Exercise aim -> Copy each of the following items line for line, keeping every character unchanged.

Material provided ->
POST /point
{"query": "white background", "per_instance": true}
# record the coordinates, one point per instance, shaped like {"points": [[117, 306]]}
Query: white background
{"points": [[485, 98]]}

Answer for the task ->
POST /point
{"query": "white background", "per_instance": true}
# record the coordinates, one point per instance, shaped like {"points": [[117, 306]]}
Query: white background
{"points": [[485, 98]]}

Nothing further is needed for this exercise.